Photo object pointing records

--- START ---

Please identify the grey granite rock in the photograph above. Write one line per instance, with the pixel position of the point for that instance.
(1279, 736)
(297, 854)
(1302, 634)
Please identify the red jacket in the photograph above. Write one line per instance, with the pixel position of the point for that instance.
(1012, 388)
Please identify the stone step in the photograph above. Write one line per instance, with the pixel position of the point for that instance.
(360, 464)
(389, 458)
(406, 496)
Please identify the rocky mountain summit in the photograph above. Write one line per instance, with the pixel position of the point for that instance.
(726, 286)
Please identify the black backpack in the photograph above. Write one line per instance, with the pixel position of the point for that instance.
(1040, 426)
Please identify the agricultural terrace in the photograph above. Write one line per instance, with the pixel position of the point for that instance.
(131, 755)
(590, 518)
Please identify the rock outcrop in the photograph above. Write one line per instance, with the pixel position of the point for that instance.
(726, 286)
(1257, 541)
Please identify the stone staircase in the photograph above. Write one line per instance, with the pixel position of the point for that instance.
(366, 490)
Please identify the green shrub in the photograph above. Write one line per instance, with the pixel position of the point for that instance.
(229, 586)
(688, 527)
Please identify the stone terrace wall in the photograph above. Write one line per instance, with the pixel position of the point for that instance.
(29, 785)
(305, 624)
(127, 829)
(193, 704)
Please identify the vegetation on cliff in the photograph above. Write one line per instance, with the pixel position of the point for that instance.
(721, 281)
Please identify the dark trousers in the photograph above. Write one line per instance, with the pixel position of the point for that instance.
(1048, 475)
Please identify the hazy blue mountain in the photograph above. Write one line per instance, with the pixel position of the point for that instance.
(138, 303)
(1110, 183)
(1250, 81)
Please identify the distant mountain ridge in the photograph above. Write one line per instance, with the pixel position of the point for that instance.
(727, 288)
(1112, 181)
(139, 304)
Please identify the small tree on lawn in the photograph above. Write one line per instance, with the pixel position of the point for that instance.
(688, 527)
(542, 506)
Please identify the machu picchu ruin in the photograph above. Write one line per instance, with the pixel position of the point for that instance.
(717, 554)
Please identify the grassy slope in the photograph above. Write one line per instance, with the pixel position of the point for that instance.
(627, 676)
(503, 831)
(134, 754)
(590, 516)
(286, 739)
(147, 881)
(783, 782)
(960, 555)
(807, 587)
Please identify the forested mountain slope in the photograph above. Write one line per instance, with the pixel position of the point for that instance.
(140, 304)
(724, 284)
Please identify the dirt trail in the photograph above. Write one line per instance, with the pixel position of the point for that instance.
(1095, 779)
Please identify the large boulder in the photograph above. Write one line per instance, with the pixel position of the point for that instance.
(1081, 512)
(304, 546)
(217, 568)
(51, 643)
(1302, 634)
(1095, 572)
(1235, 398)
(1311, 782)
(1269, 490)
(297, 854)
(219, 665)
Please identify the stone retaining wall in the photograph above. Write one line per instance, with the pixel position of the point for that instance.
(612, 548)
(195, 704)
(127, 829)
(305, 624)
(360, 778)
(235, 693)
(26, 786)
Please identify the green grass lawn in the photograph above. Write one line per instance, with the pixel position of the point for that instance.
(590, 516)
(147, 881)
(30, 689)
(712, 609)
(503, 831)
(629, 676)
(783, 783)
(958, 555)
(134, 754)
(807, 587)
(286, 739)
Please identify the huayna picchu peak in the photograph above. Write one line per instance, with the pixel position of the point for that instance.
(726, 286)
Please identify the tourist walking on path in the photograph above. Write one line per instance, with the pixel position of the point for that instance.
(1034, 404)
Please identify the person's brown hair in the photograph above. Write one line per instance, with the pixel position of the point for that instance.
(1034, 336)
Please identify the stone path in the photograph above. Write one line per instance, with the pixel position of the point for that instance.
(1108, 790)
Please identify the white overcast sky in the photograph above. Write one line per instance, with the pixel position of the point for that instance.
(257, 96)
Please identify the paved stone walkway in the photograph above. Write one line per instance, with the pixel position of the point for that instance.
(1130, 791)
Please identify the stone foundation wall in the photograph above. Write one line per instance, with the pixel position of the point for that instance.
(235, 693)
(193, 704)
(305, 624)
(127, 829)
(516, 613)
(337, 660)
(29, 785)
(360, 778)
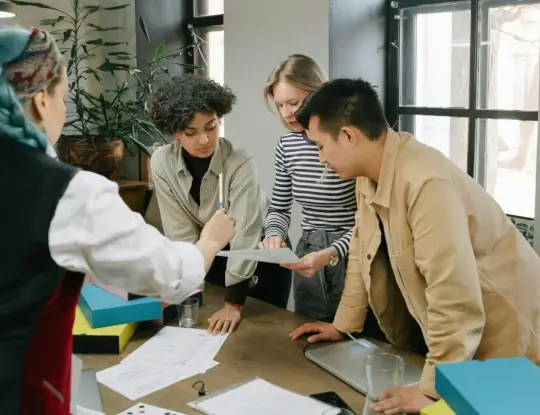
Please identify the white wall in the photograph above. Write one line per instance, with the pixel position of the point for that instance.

--- END ---

▸ Objective: Copy every line of the records above word for word, leaving out the pictures.

▸ Response:
Please identify the grey granite rock in the photograph above. Write one line per instance, with the pixel position of the point for that instance.
(1279, 736)
(297, 854)
(1302, 634)
Please identify the red jacket in the photograph above. Write one line per instance, with the pixel position of the point for that instance.
(1012, 388)
Please identify the stone step in the photograph above. Write one line per instance, with the pixel position of the point for that instance.
(360, 464)
(389, 458)
(406, 496)
Please identify the rocky mountain summit in the photograph above. Write one line per instance, with the pixel position of the point for that instance.
(726, 286)
Please identify the black backpack in the photograph above. Write one line per instance, with the pixel position of the point for that instance.
(1040, 426)
Please identify the agricultural terrace in the photograph above. Write one line per instance, with the pixel position of the point for that instance.
(131, 755)
(590, 518)
Please identify the rock outcrop in the photograph above. Write one line per instance, with the pixel position of the point for that instance.
(726, 286)
(1257, 541)
Please identify the stone staircase in the photograph above. Write one line per instance, with the pixel position of the point for that instance.
(366, 490)
Please identify the green shrub in the photograph above. Write one line per instance, with the pixel position of the point for that instance.
(229, 586)
(688, 527)
Please identify the stone terrace wall in the photograph above. Write one line per instance, with the pixel position of the point for that instance.
(29, 785)
(305, 624)
(127, 829)
(193, 704)
Please identify the vegetation on cliff in the photograph above. Write one line per instance, with the pixel position of the point for that instance.
(721, 281)
Please identify the dark trousers in the photograph above. Write one line per instance, with the pixel position of the point for that instance.
(1048, 475)
Please identify the hazy blue mountain in the photograph above. Write one line per instance, with the pixel position of the point for that instance.
(138, 303)
(1110, 183)
(1250, 81)
Please identify the distant mountain ridge in the photograph above. Write one line per instance, with the pixel position of the point for that instance.
(727, 288)
(1112, 181)
(139, 304)
Please identify the small tree on lawn in the photograph above. Write one line per instance, with the pixel position of the point for that instance.
(688, 527)
(542, 506)
Please identify the machu picchu ruin in the photograph above. Write one line per instance, with the pixel position of the point for that instance.
(717, 554)
Please identify the grassy slope in the photograph above. Write one line per instance, with the pixel position of the point for that instance.
(627, 676)
(503, 831)
(134, 754)
(590, 516)
(286, 739)
(147, 881)
(783, 782)
(960, 555)
(807, 587)
Please identify the forested mountain slope in the photograph above. Write one line per instance, with the pixel position of the point for that instance.
(140, 304)
(724, 284)
Please identify the dirt trail in the photograph above. Write one line per instance, with the pixel position of the point for that instance.
(1095, 779)
Please identify the large boulder in the photograph above. Write one line per instance, with the pixel position of the point for that instance.
(1081, 512)
(304, 546)
(217, 568)
(51, 643)
(1302, 634)
(1095, 572)
(1235, 398)
(1311, 782)
(1269, 490)
(297, 854)
(219, 665)
Please identify the stone retaining wall in the photograph above. Write one line per instance, with the pixel position of the point for that instance.
(612, 548)
(195, 704)
(127, 829)
(305, 624)
(360, 778)
(235, 693)
(26, 786)
Please identify the green grass lawn in the photograph above. Write one line per instance, with the pixel position of the point for that instance.
(590, 516)
(147, 881)
(30, 689)
(712, 609)
(503, 831)
(629, 676)
(783, 783)
(958, 555)
(134, 754)
(807, 587)
(286, 739)
Please identify the huayna picchu peak in the photograph above. Write one line per instance, with the pixel position of the point for that instance.
(726, 286)
Please identify the tourist walking on path in the photograph above. Write one line per instance, with the pixel position of the point for that instance.
(1034, 404)
Please identify the person's brown hair in the photograph above. Write one line per instance, with the pixel position of the point for that instance.
(1034, 336)
Please identify the stone path in the photograph above. Write one line per instance, with the pixel position of the point for that instance.
(1108, 790)
Please identify the white overcast sky in the photograph above. Write one line per instance, with the pixel position of the point for that instance.
(257, 96)
Please identify the paved stone walkway in the photograph above. Write one line per instance, with the pixel position of the point for that instance.
(1130, 791)
Please identify the stone foundation wall in the photograph above. Write one line per instance, with the pixel position of the point for that instance.
(235, 693)
(193, 704)
(305, 624)
(127, 829)
(516, 613)
(337, 660)
(29, 785)
(360, 778)
Please identify the white wall in the photograph above. Write one line per instance, with the pixel position of the point for that instance.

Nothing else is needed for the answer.